[START ROWS]

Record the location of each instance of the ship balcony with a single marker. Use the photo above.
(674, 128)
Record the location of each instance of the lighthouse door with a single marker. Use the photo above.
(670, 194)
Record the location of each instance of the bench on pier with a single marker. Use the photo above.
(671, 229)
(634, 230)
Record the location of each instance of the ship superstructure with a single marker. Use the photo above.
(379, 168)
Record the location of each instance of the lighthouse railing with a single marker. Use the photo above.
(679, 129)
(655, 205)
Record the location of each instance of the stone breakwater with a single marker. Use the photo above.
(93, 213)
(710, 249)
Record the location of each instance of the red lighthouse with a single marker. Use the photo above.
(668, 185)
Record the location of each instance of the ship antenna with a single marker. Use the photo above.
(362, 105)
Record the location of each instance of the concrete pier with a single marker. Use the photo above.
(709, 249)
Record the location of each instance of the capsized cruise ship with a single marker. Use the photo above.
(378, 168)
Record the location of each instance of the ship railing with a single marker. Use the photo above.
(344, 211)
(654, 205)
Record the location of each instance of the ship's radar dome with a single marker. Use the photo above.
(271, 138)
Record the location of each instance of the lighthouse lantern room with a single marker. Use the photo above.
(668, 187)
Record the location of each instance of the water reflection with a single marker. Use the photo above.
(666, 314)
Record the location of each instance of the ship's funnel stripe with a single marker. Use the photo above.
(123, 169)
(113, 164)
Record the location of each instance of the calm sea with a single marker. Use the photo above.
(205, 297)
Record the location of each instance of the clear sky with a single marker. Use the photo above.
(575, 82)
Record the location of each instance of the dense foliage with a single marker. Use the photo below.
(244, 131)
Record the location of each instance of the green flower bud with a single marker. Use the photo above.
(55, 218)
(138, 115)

[END ROWS]
[START ROWS]

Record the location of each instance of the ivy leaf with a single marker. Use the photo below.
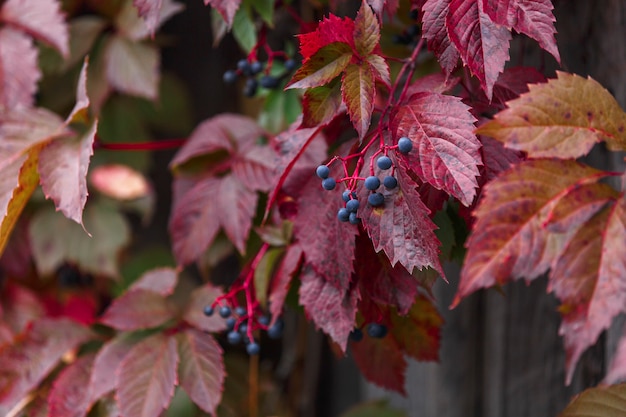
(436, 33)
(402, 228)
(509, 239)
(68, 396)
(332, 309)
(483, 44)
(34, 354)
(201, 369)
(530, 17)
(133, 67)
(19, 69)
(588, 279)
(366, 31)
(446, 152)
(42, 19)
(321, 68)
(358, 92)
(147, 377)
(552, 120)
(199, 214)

[END ROWS]

◆ EXERCISE GOAL: Report each line of the records that contains the word "below", copying every such line in full.

◆ CORRECT RESPONSE:
Record the location of each instance of the dense foliage with a single marker. Use the photo below.
Record the location of each instance of the ivy leaf with a single marker. Use the photo below.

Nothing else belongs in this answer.